The reversibility of the DNA strand formation was monitored by adding a strand breaking sequence (sequence which can break DNA base pairing resulting in isolation of two strands) and the superstructure returned to initial softer state (Fig. 2b). But the most exciting part was the formation of the hierarchical state upon addition of the anti-invader strand (sequence which can reform DNA base pairing resulting in formation of double strands) proving the reversibility of the process and which is difficult to achieve so far with these kinds of soft materials. Not only that but heating the gel at higher concentration also led to the disruption of hierarchical structures whereas cooling them back slowly returned to their original state.

Fig. 2. a) Formation of bundles in hierarchical structure. b) Gel to sol transition upon addition of the invader strand

Next, the researchers sought after computational calculation to figure out the contribution of each factor such as DNA concentration to the self-assembly procedure and the mechanism of formation of bundles. It was calculated and proved experimentally that for low density of DNA monomer, fiber formation does not lead to appreciable bundling whereas the high density of DNA monomer leads to a trapped ‘frozen’ structure without formation of structured bundling. An intermediate density is favorable which should be sufficient enough to form stable fibers but weak enough to induce reversibility. They also found out from the computational calculation that reversible superstructure formation is not limited to DNA base complementarity. To delve into this, they developed molecules with opposite charge complementarity only leaving behind the DNA base pairing. Similar superstructures were also observed from charge complementarity of the peptides and addition of HCl (neutralizes negative charge) or NaOH (neutralizes positive charge) dissolved the stiff gels to a softer state.

* What you will do
• 1. From the passage on reversible DNA superstructures, print everything from "The reversibility of the DNA" down to "their original state.".
• 2. According to the passage on reversible DNA superstructures, what happens at a high density of DNA monomer?
• 3. List each DNA monomer density discussed in the passage on reversible DNA superstructures, along with the result the passage gives for it.

* Dataset entries
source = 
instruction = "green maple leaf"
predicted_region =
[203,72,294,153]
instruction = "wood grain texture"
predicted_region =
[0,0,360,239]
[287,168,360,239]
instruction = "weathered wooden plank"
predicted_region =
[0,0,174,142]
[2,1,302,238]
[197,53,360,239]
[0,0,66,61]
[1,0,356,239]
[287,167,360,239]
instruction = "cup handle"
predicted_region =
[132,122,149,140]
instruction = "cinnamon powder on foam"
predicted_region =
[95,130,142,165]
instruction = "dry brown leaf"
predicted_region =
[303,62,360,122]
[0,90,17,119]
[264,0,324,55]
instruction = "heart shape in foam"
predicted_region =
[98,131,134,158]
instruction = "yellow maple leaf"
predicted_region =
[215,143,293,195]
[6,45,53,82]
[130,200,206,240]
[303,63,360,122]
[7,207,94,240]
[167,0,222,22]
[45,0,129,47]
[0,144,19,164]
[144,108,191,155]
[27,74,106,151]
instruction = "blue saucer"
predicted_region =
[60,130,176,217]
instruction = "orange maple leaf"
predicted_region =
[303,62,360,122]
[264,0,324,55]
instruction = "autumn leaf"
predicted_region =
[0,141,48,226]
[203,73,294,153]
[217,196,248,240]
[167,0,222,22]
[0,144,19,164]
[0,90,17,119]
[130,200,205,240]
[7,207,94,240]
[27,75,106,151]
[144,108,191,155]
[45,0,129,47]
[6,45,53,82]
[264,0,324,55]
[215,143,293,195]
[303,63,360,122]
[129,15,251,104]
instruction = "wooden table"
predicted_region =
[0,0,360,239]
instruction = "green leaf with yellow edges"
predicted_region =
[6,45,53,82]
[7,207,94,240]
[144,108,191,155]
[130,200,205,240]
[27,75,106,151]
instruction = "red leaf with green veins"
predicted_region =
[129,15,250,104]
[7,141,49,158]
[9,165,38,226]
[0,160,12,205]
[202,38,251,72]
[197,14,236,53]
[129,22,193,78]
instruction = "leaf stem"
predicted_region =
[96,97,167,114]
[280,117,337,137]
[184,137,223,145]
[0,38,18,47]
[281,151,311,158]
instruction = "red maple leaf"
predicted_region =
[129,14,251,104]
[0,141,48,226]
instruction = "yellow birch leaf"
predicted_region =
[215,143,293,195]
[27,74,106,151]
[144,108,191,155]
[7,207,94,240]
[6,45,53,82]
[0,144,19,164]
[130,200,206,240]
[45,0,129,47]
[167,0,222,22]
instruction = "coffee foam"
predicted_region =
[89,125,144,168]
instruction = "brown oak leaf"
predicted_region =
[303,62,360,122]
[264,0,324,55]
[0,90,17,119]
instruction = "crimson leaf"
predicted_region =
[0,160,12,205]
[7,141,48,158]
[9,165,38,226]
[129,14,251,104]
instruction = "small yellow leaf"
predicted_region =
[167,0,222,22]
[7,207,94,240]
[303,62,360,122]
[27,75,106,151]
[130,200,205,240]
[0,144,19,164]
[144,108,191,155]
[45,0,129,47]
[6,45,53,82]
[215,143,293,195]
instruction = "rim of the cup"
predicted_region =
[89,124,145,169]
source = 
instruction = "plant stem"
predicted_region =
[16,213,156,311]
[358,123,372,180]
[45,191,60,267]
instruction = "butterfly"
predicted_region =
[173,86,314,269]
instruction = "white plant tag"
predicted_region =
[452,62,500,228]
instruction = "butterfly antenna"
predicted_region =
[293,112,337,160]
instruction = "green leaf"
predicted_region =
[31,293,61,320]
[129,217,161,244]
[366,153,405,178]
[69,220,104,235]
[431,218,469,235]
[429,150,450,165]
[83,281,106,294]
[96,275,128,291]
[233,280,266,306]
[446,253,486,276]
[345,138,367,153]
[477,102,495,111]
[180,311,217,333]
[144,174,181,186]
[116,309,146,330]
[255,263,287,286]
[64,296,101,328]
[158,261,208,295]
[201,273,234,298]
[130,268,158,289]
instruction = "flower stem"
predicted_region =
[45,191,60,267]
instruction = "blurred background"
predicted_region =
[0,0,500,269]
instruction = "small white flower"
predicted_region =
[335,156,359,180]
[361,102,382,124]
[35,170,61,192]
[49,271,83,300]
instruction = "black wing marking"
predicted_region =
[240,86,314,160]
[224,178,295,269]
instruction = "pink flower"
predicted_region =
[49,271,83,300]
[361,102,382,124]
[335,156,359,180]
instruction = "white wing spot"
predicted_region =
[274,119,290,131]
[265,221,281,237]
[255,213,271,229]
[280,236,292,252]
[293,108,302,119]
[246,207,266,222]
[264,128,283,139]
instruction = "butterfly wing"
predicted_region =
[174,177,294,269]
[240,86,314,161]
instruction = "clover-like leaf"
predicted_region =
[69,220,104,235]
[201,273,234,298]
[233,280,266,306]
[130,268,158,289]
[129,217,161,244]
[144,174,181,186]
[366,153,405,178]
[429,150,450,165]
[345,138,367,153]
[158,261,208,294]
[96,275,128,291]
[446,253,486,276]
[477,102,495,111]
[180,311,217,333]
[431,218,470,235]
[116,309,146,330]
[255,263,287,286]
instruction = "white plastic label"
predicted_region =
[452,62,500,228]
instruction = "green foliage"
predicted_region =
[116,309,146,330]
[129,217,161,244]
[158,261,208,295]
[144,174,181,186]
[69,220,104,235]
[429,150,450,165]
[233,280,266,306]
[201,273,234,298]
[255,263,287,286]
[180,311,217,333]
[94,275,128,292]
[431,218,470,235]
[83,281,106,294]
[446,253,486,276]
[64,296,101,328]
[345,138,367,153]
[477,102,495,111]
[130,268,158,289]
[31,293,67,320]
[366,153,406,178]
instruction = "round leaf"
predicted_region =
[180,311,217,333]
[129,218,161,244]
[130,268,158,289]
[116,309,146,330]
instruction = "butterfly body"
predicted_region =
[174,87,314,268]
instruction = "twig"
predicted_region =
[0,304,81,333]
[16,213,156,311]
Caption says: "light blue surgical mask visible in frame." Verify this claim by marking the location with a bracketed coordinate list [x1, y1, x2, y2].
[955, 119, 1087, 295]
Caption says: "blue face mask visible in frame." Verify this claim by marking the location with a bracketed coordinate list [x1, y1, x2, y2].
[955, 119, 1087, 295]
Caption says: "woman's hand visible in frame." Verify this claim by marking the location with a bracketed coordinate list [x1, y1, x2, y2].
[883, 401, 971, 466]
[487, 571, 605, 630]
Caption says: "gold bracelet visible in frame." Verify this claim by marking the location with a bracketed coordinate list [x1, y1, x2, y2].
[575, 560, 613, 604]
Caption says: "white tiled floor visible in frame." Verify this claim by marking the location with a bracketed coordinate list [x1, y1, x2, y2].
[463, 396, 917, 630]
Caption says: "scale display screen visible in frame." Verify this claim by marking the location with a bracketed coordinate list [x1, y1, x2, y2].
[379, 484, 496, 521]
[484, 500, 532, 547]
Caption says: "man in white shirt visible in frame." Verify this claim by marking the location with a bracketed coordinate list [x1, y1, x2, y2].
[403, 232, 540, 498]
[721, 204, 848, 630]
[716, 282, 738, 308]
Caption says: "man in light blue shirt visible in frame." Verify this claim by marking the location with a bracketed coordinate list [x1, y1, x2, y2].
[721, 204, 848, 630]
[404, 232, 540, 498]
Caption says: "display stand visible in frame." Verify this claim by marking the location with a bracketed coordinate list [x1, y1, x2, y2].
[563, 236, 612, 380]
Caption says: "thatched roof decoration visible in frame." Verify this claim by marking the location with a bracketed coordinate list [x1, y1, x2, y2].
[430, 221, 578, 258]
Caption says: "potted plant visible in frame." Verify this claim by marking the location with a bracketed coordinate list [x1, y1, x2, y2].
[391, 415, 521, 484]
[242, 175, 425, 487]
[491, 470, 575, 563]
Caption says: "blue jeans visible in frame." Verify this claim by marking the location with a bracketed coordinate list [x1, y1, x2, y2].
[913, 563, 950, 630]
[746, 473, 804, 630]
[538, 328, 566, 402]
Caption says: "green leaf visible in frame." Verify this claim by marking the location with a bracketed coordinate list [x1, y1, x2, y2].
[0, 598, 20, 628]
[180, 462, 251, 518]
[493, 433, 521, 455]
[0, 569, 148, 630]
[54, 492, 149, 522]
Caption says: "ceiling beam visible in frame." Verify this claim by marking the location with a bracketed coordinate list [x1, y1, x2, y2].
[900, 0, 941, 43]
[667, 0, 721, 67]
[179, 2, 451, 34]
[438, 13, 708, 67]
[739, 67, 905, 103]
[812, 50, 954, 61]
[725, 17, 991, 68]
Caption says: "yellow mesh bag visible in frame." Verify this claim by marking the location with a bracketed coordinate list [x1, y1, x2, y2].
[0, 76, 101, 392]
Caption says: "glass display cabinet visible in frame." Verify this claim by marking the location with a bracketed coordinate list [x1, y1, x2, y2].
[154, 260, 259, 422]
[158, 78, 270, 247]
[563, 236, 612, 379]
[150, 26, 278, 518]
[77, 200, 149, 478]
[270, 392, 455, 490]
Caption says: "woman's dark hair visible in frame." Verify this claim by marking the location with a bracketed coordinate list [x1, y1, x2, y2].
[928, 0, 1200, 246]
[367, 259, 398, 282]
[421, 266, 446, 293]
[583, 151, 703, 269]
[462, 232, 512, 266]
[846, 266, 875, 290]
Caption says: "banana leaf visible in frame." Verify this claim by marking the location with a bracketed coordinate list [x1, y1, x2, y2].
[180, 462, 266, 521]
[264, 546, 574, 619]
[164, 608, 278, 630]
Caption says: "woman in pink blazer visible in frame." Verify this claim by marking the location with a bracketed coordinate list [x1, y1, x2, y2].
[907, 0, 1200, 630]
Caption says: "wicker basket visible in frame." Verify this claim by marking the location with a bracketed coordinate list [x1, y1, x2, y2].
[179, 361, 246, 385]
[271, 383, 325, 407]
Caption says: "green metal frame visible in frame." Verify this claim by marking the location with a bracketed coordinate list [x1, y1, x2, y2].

* Answers for the exercise
• 1.
The reversibility of the DNA strand formation was monitored by adding a strand breaking sequence (sequence which can break DNA base pairing resulting in isolation of two strands) and the superstructure returned to initial softer state (Fig. 2b). But the most exciting part was the formation of the hierarchical state upon addition of the anti-invader strand (sequence which can reform DNA base pairing resulting in formation of double strands) proving the reversibility of the process and which is difficult to achieve so far with these kinds of soft materials. Not only that but heating the gel at higher concentration also led to the disruption of hierarchical structures whereas cooling them back slowly returned to their original state.

• 2. It leads to a trapped "frozen" structure without formation of structured bundling.

• 3.
- Low density: fiber formation does not lead to appreciable bundling.
- High density: a trapped "frozen" structure forms without structured bundling.
- Intermediate density: favorable, sufficient to form stable fibers but weak enough to induce reversibility.